◆ **Task instructions**: Identify all lines of the data containing the string "shirt" and copy them.

(Stored entries)
__________

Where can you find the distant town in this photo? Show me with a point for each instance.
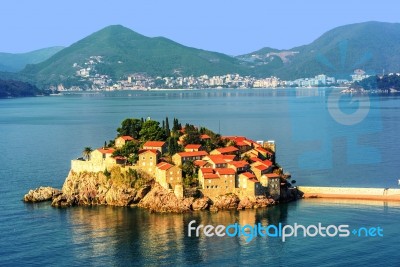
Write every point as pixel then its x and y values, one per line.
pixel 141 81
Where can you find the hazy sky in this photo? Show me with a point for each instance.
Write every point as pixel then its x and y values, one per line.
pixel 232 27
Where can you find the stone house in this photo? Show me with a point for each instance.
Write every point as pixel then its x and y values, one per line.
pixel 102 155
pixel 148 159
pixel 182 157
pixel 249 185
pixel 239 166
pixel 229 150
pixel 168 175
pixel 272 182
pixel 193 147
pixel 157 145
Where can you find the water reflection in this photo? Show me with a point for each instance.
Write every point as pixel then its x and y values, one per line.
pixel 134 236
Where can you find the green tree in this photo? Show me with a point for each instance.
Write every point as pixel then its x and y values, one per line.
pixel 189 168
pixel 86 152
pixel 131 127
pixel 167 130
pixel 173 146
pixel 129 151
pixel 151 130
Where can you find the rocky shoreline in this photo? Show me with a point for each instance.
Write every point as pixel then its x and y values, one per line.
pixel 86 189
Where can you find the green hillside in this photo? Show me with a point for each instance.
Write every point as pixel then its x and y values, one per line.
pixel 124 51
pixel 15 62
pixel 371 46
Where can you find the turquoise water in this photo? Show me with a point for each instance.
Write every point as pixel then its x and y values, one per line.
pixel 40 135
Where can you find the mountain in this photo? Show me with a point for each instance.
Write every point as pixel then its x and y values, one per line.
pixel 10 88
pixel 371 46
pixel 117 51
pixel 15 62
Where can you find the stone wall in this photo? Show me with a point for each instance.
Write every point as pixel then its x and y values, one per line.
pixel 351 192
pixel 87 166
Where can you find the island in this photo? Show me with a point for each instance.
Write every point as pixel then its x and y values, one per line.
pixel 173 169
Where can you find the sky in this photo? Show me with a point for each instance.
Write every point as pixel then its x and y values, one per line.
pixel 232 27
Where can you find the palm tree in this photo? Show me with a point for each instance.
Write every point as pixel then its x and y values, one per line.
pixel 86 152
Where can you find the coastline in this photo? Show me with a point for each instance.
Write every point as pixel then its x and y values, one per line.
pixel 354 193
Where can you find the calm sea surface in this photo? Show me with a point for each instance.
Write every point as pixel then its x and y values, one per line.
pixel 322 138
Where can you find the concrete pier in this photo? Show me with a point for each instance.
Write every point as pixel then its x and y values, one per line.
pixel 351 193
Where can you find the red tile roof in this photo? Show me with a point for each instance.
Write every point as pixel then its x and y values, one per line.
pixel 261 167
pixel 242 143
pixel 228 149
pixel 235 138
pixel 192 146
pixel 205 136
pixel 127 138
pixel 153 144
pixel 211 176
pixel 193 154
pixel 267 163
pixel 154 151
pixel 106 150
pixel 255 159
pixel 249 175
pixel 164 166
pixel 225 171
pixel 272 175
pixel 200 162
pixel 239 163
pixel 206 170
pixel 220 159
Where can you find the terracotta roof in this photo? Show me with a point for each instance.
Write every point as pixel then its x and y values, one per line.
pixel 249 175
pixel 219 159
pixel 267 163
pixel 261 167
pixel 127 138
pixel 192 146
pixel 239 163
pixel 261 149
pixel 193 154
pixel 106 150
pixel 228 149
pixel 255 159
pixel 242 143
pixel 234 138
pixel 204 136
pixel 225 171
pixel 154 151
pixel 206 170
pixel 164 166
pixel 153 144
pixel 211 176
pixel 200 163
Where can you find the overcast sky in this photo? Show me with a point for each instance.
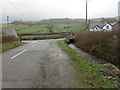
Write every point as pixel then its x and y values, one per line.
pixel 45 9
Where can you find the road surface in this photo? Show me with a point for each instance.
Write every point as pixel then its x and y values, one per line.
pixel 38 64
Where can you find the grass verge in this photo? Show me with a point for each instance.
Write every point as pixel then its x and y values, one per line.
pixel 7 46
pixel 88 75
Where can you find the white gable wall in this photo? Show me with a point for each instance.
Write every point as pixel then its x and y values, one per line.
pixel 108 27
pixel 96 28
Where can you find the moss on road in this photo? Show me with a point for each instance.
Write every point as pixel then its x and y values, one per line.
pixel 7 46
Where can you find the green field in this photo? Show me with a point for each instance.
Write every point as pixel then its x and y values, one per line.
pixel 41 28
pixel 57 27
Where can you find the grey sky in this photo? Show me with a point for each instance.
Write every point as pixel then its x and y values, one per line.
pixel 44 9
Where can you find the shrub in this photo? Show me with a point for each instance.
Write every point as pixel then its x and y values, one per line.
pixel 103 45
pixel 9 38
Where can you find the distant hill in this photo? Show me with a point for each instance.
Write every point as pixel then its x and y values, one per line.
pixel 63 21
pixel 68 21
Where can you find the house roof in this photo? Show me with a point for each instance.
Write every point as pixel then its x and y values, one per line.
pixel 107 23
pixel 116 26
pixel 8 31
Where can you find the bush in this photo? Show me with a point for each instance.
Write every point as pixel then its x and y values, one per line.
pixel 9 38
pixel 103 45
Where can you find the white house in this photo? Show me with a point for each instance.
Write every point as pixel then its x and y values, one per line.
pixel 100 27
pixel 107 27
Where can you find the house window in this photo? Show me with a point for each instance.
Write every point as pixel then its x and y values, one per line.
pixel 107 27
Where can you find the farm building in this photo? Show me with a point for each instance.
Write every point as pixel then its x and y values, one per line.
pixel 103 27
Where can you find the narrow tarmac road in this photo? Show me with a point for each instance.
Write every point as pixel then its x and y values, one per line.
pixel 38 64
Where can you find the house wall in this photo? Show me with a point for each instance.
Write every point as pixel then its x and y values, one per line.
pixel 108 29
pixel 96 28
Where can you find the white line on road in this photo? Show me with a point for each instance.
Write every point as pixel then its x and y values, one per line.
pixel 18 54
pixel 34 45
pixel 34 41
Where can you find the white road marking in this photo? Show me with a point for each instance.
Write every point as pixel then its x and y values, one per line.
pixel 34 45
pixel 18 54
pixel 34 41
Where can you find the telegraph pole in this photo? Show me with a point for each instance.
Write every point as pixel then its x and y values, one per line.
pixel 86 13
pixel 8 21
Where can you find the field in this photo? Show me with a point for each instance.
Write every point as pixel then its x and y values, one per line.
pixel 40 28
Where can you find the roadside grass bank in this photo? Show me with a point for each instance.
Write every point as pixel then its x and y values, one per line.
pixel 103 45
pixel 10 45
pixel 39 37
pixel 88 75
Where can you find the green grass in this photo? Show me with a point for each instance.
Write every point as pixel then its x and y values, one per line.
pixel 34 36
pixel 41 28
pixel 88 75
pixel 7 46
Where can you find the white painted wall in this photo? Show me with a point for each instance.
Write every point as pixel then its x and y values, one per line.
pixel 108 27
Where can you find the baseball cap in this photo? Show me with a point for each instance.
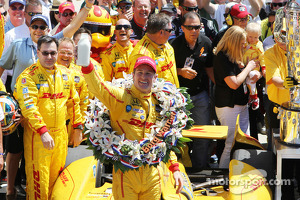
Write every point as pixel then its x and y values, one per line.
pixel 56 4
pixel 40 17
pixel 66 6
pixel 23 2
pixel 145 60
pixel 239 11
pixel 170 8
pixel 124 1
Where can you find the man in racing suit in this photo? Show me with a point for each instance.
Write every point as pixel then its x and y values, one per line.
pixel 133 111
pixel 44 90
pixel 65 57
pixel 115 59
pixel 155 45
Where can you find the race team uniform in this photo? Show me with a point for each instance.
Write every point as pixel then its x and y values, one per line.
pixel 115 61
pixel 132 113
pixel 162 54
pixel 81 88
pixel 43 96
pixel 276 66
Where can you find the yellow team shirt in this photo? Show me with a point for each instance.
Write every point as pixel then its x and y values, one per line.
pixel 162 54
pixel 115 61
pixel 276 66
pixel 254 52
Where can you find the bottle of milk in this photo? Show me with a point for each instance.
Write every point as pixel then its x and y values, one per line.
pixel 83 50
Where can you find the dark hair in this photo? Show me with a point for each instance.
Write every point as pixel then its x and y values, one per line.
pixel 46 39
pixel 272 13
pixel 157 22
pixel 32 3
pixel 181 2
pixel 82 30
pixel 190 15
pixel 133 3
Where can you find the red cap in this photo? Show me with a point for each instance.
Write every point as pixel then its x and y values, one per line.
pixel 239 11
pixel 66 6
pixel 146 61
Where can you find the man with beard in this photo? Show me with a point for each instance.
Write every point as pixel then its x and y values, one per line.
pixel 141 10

__________

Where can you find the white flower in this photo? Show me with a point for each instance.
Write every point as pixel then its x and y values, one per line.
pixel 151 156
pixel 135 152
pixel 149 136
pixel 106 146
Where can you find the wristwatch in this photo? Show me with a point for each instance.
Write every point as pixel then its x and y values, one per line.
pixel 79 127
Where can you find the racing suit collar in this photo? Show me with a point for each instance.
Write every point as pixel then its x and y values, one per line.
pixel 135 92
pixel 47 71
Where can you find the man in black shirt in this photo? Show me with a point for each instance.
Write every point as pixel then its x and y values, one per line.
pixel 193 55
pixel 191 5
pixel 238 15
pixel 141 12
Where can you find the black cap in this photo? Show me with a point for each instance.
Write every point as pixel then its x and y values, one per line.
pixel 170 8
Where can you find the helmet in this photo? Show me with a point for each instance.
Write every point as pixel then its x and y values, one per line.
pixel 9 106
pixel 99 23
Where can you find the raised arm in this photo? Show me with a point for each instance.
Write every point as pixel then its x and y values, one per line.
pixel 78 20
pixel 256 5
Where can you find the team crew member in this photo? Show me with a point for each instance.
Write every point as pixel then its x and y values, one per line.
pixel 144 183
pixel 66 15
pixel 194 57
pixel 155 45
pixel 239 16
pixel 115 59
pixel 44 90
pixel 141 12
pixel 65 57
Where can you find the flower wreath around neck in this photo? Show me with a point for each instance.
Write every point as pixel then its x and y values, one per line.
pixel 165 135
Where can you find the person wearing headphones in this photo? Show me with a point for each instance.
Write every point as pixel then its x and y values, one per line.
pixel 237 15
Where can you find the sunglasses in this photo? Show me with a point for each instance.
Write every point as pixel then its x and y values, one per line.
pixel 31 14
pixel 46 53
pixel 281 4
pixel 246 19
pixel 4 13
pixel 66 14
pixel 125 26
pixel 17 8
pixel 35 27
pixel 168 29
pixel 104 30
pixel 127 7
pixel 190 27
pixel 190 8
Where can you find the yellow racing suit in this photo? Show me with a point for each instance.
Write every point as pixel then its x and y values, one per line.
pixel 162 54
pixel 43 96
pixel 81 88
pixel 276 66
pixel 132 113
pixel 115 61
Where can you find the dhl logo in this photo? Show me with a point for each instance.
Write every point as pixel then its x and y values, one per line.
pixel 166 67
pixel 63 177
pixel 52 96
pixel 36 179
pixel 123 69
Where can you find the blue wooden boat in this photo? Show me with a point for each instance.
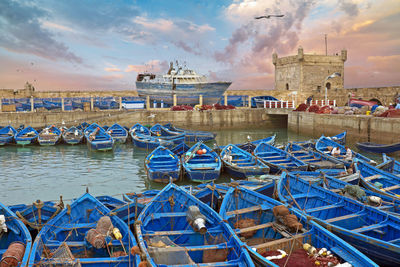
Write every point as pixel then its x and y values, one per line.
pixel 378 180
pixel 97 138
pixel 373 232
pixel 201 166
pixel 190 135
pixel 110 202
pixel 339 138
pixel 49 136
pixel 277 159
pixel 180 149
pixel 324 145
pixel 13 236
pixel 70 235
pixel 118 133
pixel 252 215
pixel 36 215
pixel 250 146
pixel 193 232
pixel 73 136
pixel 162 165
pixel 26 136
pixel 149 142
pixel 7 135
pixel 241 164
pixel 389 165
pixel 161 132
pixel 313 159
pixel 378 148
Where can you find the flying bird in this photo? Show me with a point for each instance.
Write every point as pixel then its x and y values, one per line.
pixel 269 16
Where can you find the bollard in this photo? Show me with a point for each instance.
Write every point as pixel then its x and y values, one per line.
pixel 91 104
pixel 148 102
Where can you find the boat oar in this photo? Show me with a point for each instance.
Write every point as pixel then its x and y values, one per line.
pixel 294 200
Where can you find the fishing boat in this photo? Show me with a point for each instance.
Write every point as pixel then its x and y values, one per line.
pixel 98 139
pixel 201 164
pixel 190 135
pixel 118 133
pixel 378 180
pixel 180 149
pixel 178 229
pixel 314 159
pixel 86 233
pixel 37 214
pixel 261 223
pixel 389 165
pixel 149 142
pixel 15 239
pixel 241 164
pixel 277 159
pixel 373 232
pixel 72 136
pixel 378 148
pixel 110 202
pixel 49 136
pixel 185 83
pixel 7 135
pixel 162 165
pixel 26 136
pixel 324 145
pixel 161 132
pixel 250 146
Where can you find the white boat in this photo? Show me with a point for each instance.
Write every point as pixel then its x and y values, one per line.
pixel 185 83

__________

◆ **Reply**:
Where can you find the yellow team shirt in this photo? Show me with a point for each instance.
Where can you find the man in black shirt in this photo? Show me with a point for each instance.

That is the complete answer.